Whether you want to find fresh ideas, a new job, more customers or just network to expand your universe, you’ll find it at LinkedIn.com.
Chances are good that by now you’ve at least dipped your toe into the swirl at social networking sites. But while Facebook (where you can “poke” your friends, play games and post photos on your profile and comments on your friends’ “walls”) and Twitter (where you can broadcast 140-character messages into a public information stream) get a lot of media attention, don’t overlook one of the strongest business social media sites: LinkedIn.
LinkedIn is a professional contact database launched in May 2003 by Reid Hoffman, formerly of PayPal. Its members can create a profile and network with its current 53 million members in 200 countries. Members include executives from all Fortune 500 companies.
Why Be Linked In On LinkedIn?
“That’s an easy one,” says Dan Ball, CAS, national accounts manager for supplier Advance Corporation (UPIC: ADVANCE).
“Prior to being part of LinkedIn, my only communication with my friends and fellow colleagues was through e-mail projects or e-blasts. The communication seemed to go in extreme waves. We’d talk with each other six to eight times a week, then go three weeks without any communication.
“With LinkedIn, my contacts have been much stronger both on a business and personal level. It amazes me how in the middle of a LinkedIn conversation, I’ll hear, ‘Oh, yeah, Dan can you help us on a project?’”
“Of course,” Dan says with a smile, “I’m more than willing to help out.”
Five Quick Ways To Maximize Your LinkedIn Participation
A question I often hear in my conference presentations is, “I’ve signed up on LinkedIn. What’s next?”
Though LinkedIn does not come with a user’s manual, you don’t need to be a computer whiz to derive immediate benefits from the site.
Here are five steps to get more out of your participation on LinkedIn. Across the top of the screen in the LinkedIn screen shot below, you will find the Groups, Jobs and More links.
Groups—To network with as many people as possible, join as many relevant groups as you can. For instance, I have joined alumni groups for the three colleges I attended, for the current and former companies for which I have worked, and for my business interests (such as keynote speakers). I have also created groups and have asked others to join.
There are currently more than two dozen groups serving the promotional products industry including Advertising & Promotional Merchandise (1,411 members at press time), PPAI Industry Professionals Networking (991 members), Advertising Specialty and Promotional Products Industry (491 members) and Regional Association Leaders In Promotional Products (18 members).
You may never know when members of these groups can help you, or more importantly, when you may be able to help them.
To get started, simply click the “Groups” link at the top of the screen.
Jobs—Let’s assume that being a brand manager is a position worth pursuing. I could click on the “Jobs” link at the top of the screen and, using the keywords “brand manager,” search for jobs in that field among the five million jobs currently posted on LinkedIn without going to a different website.
If you are an employer, you can also post jobs here. LinkedIn claims its jobs receive on average 35-plus applicants.
Companies—Let’s say you have been trying to get into Procter & Gamble to offer your products and services. With a multinational corporation such as this where do you even start? Click on the “More” link at the top of the screen and then on “Companies.”
I did that, then entered the keywords “Proctor & Gamble” and clicked the Search button. Under the company profile, I noticed that a second-degree contact was listed, along with the name of my direct contact who knows her. Using LinkedIn, I could then request an introduction through my direct contact.

DATASET EXCERPT:
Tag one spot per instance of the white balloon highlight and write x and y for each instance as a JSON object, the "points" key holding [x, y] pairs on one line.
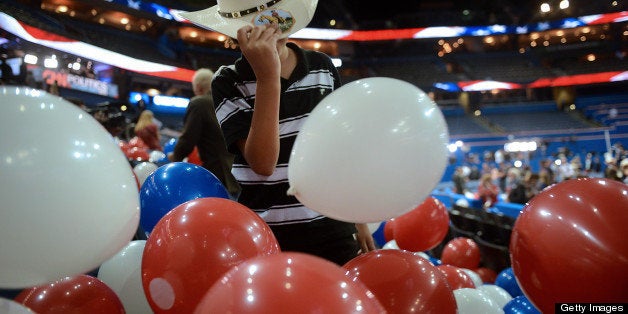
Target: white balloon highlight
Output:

TASK SET:
(a) In the LinkedIn article, who launched LinkedIn, and in what month and year?
(b) Continue the LinkedIn article from the end of its last paragraph.

THE ANSWERS:
(a) Reid Hoffman, formerly of PayPal, launched it in May 2003.

(b)
Also listed are 22,100 current P&G employees who I am related to through one or more of my Groups. (Now you see the benefit of taking action under Step 1, “Groups,” above.)
To get started, click at the top of the screen on “More” and then “Companies.”
Answers—Here you might be able to assist a fellow member. For example, a current question is: “I am seeking an offshore firm to handle insurance verification for a chiropractic office. Can anyone recommend a firm with whom they have proven success?”
Perhaps you are the one who could assist this LinkedIn member by clicking the “Answer” button. Even better, you might be able to click the “Suggest an Expert” button and recommend someone who you are actually seeking as a client.
If you are stuck, you can ask your own Question on LinkedIn. Many professionals find that spending time on LinkedIn answering such Questions for those who actually have a need can be a more efficient way to look for new business than to spend money advertising or time cold calling others who may have no interest.
To begin, click at the top of the screen on “More” and then “Answers.”
People—By clicking on the “Advanced” link at the top right of the screen, you can search for LinkedIn members by criteria such as:
You might be interested in approaching all CEOs in the area to offer your services. You could then do a keyword search on the title of “CEO.”
Next, look to see who is a direct or even a second-degree contact. (A second-degree contact is a direct contact of one of your connections on LinkedIn.)
On a second-degree contact’s profile, you could click the “Get introduced through a connection” link. This will send an e-mail both to your connection and the second-degree contact.
On average, you will get a positive response from one or both of the contacts about 70 percent of the time. This percentage is a lot higher than if you tried to reach the second-degree contact on your own.
I currently have 141 connections. LinkedIn tells me I have more than 20,400 contacts that are just two degrees away. In addition, I have more than 1,802,400 third-degree contacts. (A third-degree contact is a connection of one of my second-degree contacts.)
In other words, the total number of LinkedIn users I can contact through an introduction is more than 1,823,000. That’s the power of LinkedIn.
To begin to build your connections, simply click the green Add Connections link at the top left of your screen.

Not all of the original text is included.